### Supplied entries

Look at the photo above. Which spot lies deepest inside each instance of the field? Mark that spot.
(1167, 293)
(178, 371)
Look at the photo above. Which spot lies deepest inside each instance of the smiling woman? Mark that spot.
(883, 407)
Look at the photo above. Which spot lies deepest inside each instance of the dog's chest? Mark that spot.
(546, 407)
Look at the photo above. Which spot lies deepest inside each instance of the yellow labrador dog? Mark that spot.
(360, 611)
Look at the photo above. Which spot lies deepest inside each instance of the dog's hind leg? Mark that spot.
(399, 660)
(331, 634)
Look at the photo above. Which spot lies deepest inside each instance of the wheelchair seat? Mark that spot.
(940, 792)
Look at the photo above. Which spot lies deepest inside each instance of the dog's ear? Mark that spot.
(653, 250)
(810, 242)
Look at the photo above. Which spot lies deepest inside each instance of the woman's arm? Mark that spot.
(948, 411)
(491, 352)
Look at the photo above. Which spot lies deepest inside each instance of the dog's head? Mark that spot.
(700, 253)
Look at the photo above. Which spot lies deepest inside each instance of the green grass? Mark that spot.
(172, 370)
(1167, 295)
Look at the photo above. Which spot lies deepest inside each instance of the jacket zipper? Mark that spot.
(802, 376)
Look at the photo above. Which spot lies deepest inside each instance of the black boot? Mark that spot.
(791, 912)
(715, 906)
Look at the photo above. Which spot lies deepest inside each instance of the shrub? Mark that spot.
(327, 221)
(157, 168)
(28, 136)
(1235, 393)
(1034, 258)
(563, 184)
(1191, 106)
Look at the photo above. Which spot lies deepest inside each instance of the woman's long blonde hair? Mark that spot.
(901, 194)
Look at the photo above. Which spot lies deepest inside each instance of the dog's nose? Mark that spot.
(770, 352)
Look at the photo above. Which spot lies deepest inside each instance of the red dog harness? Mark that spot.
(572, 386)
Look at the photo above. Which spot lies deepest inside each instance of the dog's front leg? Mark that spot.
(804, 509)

### Assigned task
Repeat all of the records verbatim, leaving nothing out.

### Task answer
Look at the photo above. Which spot lies deepest inside each instance of the field? Mark that spot.
(1167, 293)
(178, 371)
Look at the photo above. Which spot lies deepest inside each instance of the smiling woman? Mark that spot.
(883, 407)
Look at the photo above. Which spot lies deepest inside each instance of the dog's chest? Mark that spot.
(546, 407)
Look at the photo above. Which spot lies deepest inside each instance of the yellow labrador dog? Mark that spot.
(360, 611)
Look at the photo above. Which spot lies deepest inside each instance of the dog's hind leg? Mark that spot.
(399, 660)
(331, 634)
Look at the photo above. Which spot lies deepest inside each instance of the wheelchair seat? Mark that spot.
(940, 792)
Look at the photo above. Which spot lies deepest inside each instance of the dog's ear? Mark that spot.
(653, 250)
(810, 242)
Look at the photo above. Which spot lies deepest inside each instance of the woman's arm? Mark that spot.
(948, 411)
(491, 352)
Look at the photo above. Which spot lies deepest inside each instance of the dog's head? Mark that spot.
(700, 253)
Look at the photo above. Which spot lies deepest inside each instance of the green grass? Mark that spot.
(172, 370)
(1167, 295)
Look at the photo above. Which spot lies deepest inside each instance of the jacket zipper? Mark that spot.
(802, 376)
Look at the photo above. Which spot lies deepest inside each instance of the black boot? Mark that spot.
(791, 912)
(715, 906)
Look at the photo above. Which spot lies deepest inside each instance of the shrub? Mark that spot.
(327, 221)
(157, 168)
(28, 136)
(1235, 393)
(1034, 258)
(563, 184)
(1191, 106)
Look at the photo above. Which spot lies deepest inside each instance of the woman's long blonde hair? Mark that spot.
(901, 194)
Look at the photo above. Which spot lies deepest inside each instance of the dog's nose? Mark that spot.
(770, 352)
Look at the photo above. Which spot lies deepest inside each instance of the red dog harness? Mark that spot.
(572, 386)
Look at the photo above. Which spot lies deepest inside each instance of the dog's front leg? Mark that spot.
(804, 509)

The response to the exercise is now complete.